Data records

· · · ·

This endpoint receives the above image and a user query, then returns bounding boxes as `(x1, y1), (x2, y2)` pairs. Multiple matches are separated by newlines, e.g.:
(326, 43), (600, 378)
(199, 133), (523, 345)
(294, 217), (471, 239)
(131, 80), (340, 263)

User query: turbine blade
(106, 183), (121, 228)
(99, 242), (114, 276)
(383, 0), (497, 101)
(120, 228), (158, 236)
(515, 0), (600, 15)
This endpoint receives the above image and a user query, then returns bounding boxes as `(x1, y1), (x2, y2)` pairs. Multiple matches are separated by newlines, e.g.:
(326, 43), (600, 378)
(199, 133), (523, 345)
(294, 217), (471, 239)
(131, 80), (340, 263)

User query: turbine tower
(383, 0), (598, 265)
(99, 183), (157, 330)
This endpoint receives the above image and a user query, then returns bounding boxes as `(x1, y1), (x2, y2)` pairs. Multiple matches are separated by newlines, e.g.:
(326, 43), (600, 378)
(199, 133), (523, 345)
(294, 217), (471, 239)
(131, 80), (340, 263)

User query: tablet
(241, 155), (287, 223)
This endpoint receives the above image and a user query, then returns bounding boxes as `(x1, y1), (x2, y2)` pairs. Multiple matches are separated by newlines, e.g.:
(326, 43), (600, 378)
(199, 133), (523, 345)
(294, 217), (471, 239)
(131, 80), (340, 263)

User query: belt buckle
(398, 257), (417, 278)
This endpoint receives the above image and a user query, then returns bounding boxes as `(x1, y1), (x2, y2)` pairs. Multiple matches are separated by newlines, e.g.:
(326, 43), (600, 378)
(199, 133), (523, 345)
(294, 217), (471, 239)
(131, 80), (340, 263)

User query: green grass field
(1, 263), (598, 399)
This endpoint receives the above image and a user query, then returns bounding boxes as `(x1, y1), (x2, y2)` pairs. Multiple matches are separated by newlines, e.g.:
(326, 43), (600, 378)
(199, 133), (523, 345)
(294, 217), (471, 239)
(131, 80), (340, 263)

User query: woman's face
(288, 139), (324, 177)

· · · ·

▶ [Work instructions] The records above must be transcribed line for line, exactly.

▶ [Exercise solution]
This endpoint receives the above image and a user query, then returns bounding boxes as `(x1, y1), (x2, y2)` pairs. Multiple matches are separated by newlines, e.g.:
(326, 43), (600, 378)
(199, 133), (523, 345)
(294, 217), (471, 239)
(131, 80), (340, 263)

User query: turbine blade
(106, 183), (121, 228)
(99, 242), (114, 276)
(383, 0), (497, 101)
(120, 228), (158, 236)
(515, 0), (600, 15)
This endpoint receives the above image and a user query, then returns bounding boxes as `(x1, y1), (x2, y2)` pairs. Multiple matches are separated by newlines, e.g.:
(326, 43), (600, 378)
(199, 133), (523, 345)
(294, 217), (471, 239)
(131, 80), (340, 263)

User query: turbine tower
(383, 0), (598, 265)
(99, 183), (157, 330)
This endpoint receives the above image and a user query, then returns bounding boxes as `(x1, y1), (x2, y2)` pairs. Multiple matches are separated by newlines, e.g.:
(326, 43), (600, 378)
(199, 133), (523, 345)
(294, 217), (471, 239)
(131, 80), (340, 263)

User query: tablet
(241, 155), (287, 223)
This endpoint receives the above image and a user query, then returns bounding boxes as `(x1, y1), (x2, y2)` pairs. Multiple matches are separated by newlines, e.g.:
(326, 43), (600, 378)
(199, 133), (523, 345)
(294, 217), (471, 239)
(131, 80), (340, 263)

User query: belt buckle
(398, 257), (417, 278)
This endpoint receives the above image and a user query, then returns bounding boxes as `(x1, y1), (x2, y2)` pairs. Multiple matches are separated by newlines, e.g.:
(326, 43), (600, 378)
(199, 133), (523, 345)
(294, 217), (471, 239)
(131, 80), (340, 263)

User query: green grass field
(1, 263), (598, 399)
This endpoint receives the above image and a user query, then returns bounding boxes as `(x1, y1), (x2, y2)` pairs. Multiple matches are separated by newlines, e.g.:
(326, 43), (600, 378)
(199, 133), (523, 345)
(294, 217), (471, 239)
(131, 80), (340, 263)

User query: woman's face
(288, 139), (324, 177)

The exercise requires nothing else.